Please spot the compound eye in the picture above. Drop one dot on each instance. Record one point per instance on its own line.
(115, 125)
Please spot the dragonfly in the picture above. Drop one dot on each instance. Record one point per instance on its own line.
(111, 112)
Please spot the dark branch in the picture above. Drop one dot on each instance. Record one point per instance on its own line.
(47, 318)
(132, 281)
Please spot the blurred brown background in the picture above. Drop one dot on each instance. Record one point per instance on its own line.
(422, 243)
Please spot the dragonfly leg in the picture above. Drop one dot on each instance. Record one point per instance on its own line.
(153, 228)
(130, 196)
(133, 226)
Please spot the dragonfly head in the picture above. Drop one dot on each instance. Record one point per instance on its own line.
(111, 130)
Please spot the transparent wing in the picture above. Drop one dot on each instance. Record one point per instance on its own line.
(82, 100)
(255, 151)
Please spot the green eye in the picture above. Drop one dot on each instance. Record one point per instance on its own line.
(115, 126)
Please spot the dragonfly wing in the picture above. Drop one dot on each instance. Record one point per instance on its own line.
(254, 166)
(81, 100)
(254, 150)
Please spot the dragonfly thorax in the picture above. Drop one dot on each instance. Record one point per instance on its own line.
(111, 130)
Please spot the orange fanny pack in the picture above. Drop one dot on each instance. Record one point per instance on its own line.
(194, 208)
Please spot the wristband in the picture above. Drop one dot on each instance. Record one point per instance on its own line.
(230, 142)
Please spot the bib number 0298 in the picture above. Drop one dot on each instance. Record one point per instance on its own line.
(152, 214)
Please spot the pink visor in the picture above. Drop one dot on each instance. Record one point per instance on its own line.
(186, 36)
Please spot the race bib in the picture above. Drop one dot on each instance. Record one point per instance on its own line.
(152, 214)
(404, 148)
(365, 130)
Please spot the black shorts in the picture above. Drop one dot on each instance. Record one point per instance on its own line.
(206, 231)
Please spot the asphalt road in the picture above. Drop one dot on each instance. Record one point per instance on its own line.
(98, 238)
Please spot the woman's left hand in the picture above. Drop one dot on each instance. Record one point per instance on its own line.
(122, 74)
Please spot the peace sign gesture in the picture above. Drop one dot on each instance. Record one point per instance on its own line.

----

What is needed is an exact copy of all the records.

Please spot the compound eye in the picture above. Drop one dot on each instance. Record one point per instance on its own line.
(115, 125)
Please spot the dragonfly in the picture above. Drop one dot on each instance. Record one point per instance on its own line.
(111, 112)
Please spot the dark branch in the picture above. Drop one dot on each instance. Record one point per instance on its own line.
(47, 318)
(132, 281)
Please spot the blurred brown background in the picture above. Drop one dot on each instance. Record one point per instance on its own line.
(422, 243)
Please spot the dragonfly leg in the picture above. Drop one dot on each instance. Record one point per instance on its own line.
(153, 228)
(130, 196)
(133, 226)
Please spot the dragonfly head in the picture above. Drop one dot on each instance. Record one point per instance on its own line.
(111, 130)
Please spot the transparent wing in the picture above. Drop one dot on each instance. Record one point per instance on its own line.
(82, 100)
(255, 151)
Please spot the green eye in the picture above. Drop one dot on each instance. Record one point per instance on its own line.
(115, 126)
Please spot the dragonfly wing in the picture above. Drop one dot on each instance. Record one point per instance on its own line.
(254, 166)
(81, 100)
(254, 150)
Please spot the dragonfly thorax in the picture above. Drop one dot on each instance. Record one point per instance on its own line.
(111, 130)
Please spot the orange fanny pack in the picture above. Drop one dot on each instance. Record one point per instance on its own line.
(194, 208)
Please spot the wristband in the picture above. Drop one dot on each instance. Record one point per instance on its own line.
(230, 142)
Please spot the bib number 0298 in the picture above. Drop one dot on each instance. Record one point per instance on its own line.
(152, 214)
Please spot the pink visor in the picture above. Drop one dot on each instance. Record one point per instance on its own line.
(186, 36)
Please spot the race bib in the picture above. Drop one dot on each instance. Record one point per instance on its own line.
(152, 214)
(404, 148)
(365, 130)
Please spot the black shorts in the picture above. Drop one dot on each instance. Record one point per instance on its own line.
(206, 231)
Please spot the asphalt road in the picture above. Drop one dot on each instance. Record one point per instance on its own line.
(98, 238)
Please spot the woman's left hand in the picture above. Drop one dot on each instance. Record one point per instance on its own line.
(122, 74)
Please spot the peace sign gesture in the picture above. Drop one dot on each instance. Record one point per instance on its own line.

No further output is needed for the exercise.